Assignment:
Check every line below, and copy those that include "dark".

(Natural language region descriptions)
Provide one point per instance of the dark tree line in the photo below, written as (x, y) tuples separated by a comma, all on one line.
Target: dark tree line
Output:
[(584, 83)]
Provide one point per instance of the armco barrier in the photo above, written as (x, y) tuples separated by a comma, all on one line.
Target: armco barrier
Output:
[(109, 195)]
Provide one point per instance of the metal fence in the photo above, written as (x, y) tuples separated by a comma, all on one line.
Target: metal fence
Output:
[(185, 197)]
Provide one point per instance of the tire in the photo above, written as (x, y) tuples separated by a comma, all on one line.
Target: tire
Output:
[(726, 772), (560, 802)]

...

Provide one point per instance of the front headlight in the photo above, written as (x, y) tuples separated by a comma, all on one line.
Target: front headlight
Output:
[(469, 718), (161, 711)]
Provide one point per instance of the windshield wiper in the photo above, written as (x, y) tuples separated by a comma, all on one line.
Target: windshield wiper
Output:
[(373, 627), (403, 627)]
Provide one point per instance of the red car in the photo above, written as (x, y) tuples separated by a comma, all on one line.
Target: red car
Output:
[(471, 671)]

* * *

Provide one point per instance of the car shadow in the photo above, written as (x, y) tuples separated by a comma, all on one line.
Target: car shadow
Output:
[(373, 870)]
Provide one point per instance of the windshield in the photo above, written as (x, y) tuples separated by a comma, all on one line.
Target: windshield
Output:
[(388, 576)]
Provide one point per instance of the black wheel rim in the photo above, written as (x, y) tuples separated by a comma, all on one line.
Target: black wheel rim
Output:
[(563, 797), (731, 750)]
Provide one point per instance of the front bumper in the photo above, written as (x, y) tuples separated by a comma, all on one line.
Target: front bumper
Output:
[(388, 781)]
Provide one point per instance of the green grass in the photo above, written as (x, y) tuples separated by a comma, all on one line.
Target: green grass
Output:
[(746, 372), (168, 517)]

Response to the exercise:
Provide one point per instance of the dark tree line in the photo below, written as (x, y) tuples separated by a comma, all on one line.
Target: dark tree line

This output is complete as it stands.